#### [Items from a dataset]
┄┄┄┄┄┄┄┄┄┄

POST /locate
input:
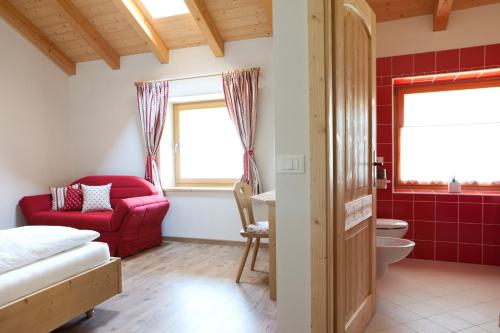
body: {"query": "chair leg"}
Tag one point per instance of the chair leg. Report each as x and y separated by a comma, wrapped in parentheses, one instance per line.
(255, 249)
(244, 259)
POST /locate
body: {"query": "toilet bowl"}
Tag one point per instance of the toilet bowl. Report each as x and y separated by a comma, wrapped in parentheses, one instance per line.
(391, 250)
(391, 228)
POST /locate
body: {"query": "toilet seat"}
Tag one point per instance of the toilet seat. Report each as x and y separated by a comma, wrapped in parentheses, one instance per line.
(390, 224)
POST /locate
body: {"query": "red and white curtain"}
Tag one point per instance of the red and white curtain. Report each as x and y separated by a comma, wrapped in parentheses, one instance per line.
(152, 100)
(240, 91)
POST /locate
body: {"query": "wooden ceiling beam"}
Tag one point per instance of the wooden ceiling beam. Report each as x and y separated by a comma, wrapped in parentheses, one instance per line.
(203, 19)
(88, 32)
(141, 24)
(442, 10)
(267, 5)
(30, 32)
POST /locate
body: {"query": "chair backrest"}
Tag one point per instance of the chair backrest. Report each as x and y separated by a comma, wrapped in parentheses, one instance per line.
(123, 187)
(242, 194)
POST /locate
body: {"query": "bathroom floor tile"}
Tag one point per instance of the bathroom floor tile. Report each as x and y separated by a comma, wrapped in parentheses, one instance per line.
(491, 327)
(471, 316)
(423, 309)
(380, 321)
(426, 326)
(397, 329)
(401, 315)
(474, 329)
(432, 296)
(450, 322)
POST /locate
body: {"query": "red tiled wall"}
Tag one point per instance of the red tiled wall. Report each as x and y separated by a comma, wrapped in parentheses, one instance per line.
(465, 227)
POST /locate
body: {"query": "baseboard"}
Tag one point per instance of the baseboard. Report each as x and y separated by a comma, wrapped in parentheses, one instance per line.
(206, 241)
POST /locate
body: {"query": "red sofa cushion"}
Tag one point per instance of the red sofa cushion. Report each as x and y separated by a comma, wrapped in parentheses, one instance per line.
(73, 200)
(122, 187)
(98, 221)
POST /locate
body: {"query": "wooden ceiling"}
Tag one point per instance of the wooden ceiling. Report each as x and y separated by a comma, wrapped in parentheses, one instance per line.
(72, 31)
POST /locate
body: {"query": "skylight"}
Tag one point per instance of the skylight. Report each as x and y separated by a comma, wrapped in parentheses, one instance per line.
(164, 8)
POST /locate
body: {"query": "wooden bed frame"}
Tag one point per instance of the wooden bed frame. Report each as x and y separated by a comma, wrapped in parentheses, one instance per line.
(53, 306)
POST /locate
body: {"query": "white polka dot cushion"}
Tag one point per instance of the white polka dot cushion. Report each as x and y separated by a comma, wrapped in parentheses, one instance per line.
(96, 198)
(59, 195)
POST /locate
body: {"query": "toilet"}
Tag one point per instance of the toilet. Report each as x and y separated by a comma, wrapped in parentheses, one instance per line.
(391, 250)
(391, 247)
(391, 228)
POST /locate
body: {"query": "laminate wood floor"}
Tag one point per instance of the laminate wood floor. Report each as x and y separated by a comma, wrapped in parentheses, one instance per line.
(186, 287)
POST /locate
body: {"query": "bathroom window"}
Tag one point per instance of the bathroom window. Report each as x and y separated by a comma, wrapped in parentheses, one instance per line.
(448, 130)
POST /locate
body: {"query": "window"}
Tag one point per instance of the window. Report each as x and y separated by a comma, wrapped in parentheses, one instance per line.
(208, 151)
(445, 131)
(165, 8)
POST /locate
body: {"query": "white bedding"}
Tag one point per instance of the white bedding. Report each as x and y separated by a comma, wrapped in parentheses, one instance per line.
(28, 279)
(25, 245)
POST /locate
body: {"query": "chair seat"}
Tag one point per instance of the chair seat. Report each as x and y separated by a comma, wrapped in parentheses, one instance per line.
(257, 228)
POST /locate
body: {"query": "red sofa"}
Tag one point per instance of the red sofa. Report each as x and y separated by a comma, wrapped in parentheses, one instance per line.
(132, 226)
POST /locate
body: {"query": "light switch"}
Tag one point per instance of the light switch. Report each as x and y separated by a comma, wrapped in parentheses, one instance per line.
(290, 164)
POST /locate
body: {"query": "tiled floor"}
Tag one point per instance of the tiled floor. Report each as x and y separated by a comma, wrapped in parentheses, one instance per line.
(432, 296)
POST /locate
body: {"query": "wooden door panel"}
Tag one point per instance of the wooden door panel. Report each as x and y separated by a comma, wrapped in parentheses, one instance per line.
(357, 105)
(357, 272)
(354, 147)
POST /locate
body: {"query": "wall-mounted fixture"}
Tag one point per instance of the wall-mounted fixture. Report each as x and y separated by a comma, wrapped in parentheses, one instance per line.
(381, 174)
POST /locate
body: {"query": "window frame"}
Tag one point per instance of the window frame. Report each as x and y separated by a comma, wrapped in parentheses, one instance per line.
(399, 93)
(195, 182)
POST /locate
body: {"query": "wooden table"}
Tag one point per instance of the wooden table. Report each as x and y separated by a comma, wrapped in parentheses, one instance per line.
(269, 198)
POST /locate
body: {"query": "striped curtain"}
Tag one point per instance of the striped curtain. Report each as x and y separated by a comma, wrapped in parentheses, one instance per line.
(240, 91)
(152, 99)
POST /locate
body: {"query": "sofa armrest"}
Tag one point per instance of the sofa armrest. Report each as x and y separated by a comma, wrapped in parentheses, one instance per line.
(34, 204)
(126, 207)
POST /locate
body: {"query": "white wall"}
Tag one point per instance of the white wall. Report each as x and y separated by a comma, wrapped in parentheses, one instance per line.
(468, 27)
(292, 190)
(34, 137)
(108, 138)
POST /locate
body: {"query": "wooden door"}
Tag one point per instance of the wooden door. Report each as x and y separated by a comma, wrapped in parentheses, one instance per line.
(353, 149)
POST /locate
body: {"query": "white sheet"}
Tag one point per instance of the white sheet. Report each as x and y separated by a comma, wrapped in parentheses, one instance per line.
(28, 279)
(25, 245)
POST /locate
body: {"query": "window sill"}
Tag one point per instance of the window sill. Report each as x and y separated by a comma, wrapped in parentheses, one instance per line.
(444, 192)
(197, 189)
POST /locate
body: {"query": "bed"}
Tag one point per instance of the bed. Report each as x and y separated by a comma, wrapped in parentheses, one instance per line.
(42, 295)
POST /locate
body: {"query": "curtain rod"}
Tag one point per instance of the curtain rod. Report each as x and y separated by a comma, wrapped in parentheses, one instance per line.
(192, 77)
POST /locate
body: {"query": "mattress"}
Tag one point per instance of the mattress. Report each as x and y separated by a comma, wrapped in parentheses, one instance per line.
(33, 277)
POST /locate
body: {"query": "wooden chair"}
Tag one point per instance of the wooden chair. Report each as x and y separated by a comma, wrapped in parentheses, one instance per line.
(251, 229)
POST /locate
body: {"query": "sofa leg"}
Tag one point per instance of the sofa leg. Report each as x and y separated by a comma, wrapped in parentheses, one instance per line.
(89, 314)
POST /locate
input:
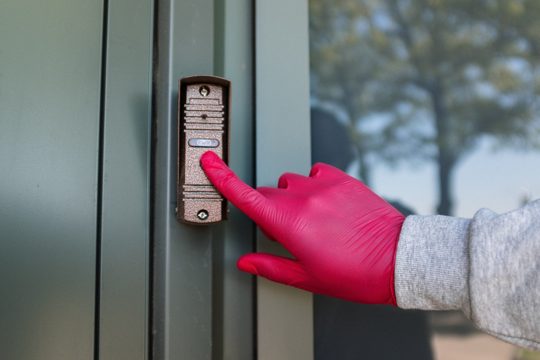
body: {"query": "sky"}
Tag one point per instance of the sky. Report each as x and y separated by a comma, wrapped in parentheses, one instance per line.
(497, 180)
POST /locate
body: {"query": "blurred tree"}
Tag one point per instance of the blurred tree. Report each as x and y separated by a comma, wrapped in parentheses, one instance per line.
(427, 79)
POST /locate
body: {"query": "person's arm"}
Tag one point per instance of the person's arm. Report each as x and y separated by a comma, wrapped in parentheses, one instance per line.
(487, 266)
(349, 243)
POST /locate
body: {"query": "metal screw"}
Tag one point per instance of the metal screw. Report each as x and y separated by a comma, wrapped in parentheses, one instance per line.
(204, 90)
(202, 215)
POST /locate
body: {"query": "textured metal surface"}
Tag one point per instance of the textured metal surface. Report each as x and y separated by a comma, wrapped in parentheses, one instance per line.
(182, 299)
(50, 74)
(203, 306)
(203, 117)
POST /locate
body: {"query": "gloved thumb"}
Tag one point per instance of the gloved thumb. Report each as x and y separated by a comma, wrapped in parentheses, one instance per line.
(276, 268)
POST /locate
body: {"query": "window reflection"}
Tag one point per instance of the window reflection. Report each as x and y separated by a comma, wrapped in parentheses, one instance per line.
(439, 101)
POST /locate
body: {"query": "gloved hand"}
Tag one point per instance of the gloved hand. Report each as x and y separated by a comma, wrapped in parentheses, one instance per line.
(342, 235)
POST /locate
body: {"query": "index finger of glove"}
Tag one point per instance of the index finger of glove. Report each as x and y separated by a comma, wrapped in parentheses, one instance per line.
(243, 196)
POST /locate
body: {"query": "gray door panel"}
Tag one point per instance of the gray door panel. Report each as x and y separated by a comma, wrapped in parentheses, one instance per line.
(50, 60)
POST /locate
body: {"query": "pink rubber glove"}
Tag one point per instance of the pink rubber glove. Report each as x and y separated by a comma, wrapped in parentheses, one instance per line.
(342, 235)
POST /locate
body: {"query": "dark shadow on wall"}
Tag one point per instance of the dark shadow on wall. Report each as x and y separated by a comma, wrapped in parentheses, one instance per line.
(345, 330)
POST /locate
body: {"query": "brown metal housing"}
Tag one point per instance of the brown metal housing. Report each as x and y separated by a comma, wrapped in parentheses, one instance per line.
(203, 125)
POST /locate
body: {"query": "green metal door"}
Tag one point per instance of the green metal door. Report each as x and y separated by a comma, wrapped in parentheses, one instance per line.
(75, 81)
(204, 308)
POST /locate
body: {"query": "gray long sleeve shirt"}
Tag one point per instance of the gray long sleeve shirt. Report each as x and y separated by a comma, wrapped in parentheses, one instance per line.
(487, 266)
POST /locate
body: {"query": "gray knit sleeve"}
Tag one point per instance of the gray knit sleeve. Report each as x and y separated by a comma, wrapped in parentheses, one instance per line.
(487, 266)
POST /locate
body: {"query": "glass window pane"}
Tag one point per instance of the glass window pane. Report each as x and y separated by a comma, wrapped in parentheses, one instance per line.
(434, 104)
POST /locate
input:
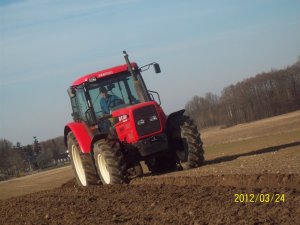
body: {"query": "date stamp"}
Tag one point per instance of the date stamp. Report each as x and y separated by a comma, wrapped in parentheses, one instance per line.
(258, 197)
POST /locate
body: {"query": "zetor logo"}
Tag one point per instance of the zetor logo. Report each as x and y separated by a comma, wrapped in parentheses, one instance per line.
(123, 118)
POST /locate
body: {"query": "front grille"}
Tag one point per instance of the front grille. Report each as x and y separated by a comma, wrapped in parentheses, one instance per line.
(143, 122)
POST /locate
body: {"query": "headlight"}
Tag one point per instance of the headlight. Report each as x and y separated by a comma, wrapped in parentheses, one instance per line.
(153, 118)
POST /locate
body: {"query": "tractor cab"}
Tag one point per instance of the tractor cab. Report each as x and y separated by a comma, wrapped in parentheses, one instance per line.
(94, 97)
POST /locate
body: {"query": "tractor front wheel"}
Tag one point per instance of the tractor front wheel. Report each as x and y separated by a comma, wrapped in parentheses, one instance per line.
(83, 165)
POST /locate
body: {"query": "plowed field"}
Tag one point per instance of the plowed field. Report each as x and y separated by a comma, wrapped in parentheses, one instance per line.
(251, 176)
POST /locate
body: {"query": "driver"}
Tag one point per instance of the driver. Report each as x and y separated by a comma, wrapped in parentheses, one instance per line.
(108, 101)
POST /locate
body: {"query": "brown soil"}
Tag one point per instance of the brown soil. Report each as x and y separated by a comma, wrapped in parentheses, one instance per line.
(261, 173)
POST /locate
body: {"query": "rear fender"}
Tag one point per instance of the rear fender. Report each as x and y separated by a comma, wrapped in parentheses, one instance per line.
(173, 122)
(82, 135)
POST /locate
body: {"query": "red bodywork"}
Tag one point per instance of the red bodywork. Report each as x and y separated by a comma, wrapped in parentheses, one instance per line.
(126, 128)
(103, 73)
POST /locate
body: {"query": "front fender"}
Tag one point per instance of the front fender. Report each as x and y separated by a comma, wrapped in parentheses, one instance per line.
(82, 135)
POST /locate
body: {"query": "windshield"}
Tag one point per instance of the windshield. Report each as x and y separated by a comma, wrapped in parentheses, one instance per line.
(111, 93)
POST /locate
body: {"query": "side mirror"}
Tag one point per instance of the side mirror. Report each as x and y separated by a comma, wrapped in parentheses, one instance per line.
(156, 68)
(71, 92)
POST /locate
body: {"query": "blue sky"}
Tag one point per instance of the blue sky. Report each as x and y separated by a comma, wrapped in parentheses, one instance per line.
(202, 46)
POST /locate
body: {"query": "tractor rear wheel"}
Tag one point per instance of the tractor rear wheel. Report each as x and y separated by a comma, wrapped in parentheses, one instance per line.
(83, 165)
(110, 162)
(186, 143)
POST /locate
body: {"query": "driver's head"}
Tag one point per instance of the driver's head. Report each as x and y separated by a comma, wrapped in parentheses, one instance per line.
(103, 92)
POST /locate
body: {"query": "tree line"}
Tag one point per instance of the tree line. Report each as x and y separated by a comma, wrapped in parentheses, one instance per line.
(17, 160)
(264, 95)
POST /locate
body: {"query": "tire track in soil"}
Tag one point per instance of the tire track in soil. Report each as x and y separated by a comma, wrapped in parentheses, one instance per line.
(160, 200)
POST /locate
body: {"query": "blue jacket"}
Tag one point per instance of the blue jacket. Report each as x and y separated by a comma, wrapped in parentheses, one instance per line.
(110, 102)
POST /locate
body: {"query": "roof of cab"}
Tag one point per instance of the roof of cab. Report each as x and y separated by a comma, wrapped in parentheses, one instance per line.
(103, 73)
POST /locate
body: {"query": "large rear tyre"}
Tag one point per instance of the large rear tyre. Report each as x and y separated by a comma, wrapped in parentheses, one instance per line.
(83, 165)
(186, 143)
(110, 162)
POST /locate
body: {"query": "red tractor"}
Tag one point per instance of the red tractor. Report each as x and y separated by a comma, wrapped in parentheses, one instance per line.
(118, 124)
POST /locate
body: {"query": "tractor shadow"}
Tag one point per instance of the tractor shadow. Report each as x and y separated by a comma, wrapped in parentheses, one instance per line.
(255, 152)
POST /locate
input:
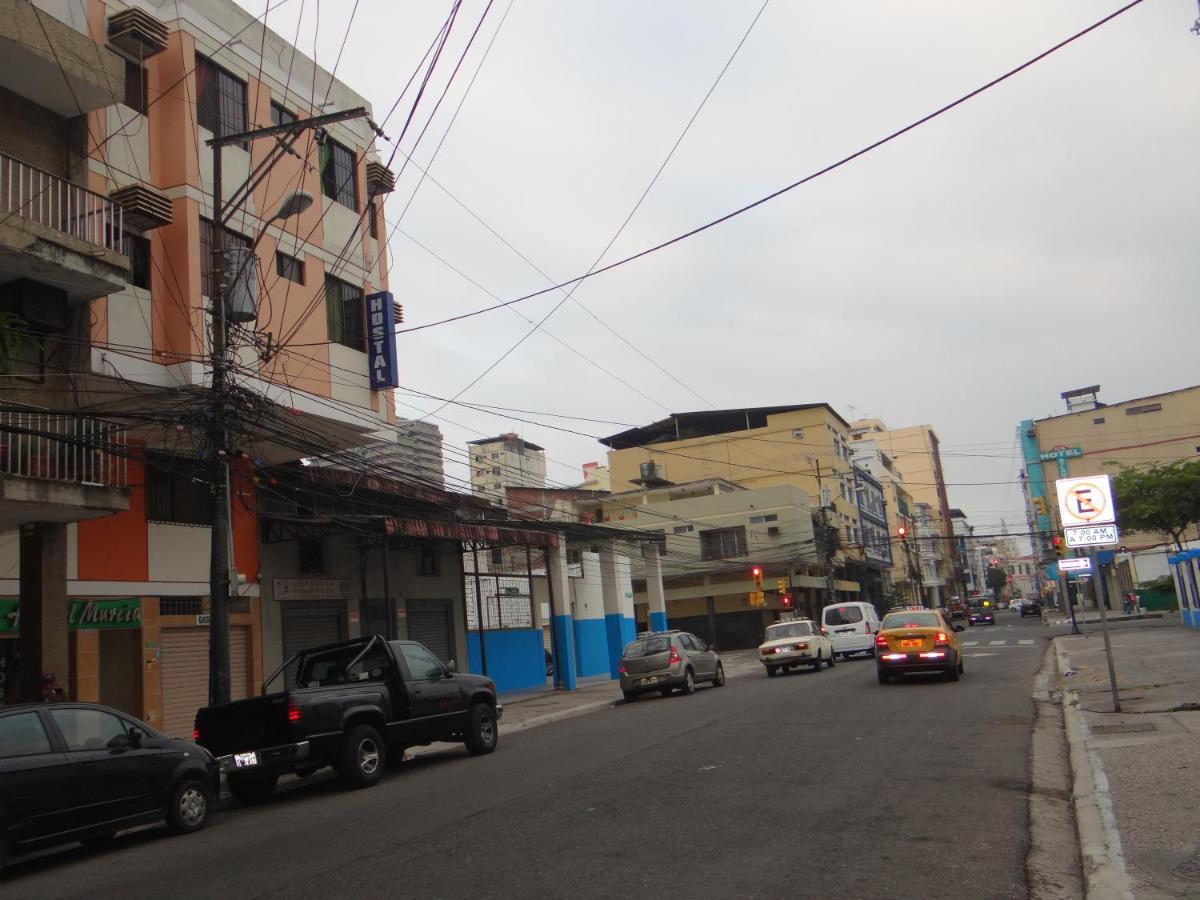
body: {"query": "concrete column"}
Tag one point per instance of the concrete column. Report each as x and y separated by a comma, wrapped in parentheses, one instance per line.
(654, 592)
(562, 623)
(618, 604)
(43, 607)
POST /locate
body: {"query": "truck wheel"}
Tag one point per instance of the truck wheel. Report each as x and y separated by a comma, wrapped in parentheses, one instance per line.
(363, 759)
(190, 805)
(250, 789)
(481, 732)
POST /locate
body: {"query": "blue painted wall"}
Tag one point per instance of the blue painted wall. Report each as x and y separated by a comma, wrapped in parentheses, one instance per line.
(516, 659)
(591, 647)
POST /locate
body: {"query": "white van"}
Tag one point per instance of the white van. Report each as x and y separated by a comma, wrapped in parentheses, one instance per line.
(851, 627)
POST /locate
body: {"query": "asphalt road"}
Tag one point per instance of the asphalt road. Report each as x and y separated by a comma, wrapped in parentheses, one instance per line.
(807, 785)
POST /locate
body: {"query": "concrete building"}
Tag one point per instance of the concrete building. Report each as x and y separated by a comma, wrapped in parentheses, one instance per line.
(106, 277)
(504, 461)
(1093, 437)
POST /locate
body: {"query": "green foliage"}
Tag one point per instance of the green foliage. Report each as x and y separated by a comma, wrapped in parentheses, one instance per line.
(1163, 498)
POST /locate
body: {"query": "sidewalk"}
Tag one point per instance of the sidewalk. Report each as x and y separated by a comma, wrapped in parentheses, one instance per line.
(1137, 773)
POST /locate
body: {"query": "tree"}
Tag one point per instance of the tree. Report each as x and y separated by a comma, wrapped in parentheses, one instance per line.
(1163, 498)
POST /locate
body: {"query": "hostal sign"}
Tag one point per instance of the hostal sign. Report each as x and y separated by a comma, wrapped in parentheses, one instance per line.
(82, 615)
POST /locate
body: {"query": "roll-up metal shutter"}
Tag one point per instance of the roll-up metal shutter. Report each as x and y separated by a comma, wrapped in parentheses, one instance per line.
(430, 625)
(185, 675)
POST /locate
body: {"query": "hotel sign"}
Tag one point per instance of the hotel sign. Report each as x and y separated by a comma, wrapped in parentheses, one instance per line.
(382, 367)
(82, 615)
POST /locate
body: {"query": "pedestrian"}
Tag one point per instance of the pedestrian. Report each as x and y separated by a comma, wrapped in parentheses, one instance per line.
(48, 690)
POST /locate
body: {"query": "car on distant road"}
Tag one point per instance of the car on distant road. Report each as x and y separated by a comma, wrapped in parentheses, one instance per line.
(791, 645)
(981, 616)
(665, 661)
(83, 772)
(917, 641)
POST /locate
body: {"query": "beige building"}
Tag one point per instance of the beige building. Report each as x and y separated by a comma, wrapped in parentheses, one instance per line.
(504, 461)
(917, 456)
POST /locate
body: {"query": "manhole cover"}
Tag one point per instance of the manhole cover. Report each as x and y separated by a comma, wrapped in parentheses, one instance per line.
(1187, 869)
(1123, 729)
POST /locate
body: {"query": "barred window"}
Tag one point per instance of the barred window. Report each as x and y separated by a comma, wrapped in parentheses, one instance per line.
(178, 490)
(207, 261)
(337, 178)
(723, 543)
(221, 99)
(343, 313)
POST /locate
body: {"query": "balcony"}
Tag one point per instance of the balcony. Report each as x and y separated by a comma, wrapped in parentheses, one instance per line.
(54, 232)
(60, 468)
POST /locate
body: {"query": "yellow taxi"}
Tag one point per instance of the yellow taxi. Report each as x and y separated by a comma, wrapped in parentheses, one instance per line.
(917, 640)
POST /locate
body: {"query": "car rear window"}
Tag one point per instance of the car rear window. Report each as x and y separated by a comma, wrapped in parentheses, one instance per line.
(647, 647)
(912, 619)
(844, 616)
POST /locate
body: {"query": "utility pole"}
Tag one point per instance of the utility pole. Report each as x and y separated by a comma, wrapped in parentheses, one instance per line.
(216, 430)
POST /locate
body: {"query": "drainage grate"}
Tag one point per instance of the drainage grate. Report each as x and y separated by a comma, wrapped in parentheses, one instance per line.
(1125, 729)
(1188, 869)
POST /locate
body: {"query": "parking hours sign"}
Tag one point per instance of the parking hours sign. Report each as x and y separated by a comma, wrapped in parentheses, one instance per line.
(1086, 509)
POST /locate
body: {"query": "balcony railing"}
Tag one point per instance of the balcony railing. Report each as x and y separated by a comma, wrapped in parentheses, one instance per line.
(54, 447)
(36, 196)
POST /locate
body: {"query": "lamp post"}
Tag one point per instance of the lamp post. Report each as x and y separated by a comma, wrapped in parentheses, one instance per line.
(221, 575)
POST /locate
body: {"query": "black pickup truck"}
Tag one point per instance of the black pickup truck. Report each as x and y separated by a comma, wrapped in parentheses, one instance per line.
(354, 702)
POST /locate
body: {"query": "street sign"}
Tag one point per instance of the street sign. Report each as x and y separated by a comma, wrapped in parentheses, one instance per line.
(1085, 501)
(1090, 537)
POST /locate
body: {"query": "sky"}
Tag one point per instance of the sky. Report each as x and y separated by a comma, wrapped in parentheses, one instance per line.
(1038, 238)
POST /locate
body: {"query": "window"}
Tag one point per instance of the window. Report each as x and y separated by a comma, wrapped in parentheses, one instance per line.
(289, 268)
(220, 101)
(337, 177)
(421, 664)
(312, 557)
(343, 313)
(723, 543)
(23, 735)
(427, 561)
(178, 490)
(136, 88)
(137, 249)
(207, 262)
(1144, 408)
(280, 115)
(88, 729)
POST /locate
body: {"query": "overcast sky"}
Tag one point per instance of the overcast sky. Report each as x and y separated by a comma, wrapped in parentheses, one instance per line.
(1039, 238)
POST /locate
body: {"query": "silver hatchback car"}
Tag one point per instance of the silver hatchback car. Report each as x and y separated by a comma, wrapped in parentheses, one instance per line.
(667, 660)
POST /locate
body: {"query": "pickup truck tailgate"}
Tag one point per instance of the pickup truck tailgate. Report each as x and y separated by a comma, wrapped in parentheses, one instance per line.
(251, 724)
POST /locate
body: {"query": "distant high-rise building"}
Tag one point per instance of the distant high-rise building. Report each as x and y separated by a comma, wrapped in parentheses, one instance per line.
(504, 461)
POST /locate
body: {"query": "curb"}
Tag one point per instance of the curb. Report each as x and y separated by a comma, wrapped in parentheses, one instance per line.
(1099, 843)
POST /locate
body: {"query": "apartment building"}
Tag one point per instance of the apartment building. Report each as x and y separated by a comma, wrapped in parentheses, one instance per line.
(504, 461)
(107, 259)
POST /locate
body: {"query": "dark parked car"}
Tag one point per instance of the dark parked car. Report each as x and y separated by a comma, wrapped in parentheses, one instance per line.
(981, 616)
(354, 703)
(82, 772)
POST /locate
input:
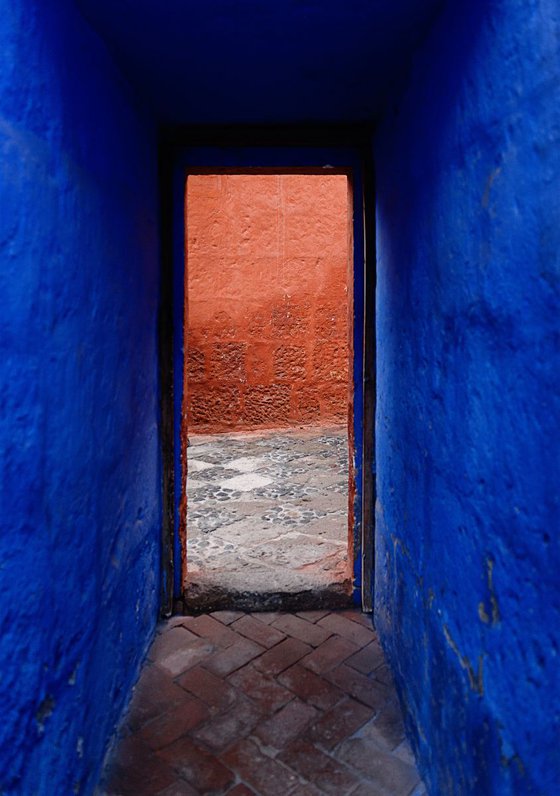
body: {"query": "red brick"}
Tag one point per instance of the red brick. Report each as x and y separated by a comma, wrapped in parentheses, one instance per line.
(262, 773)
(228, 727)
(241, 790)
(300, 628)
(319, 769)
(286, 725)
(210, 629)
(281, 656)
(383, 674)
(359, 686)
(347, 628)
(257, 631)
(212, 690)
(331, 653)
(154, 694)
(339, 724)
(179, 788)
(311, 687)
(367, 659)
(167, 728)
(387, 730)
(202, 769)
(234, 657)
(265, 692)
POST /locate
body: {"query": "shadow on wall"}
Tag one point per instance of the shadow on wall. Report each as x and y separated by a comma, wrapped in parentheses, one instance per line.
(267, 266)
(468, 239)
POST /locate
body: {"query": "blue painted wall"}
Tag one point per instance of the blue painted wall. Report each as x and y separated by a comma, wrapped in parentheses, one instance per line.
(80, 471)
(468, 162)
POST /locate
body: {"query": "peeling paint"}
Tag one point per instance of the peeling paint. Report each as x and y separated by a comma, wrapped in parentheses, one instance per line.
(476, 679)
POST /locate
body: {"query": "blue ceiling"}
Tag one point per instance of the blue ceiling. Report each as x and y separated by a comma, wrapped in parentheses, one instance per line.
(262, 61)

┄┄┄┄┄┄┄┄┄┄

#### [PROBLEM TO SOLVE]
Identify every line in the dataset items above that contains the word "gloved", and copy each of those lines.

#### [THE RESPONSE]
body: {"query": "gloved thumb"}
Tag one point per instance of the gloved thumb. Report each as x and y separated by a comma, wrapped in parentheses, one instance per line.
body: {"query": "gloved hand"}
Tag one point per instance of the gloved hand. Report each as x and y separated by a comma, wrapped in parentheses, one instance per line.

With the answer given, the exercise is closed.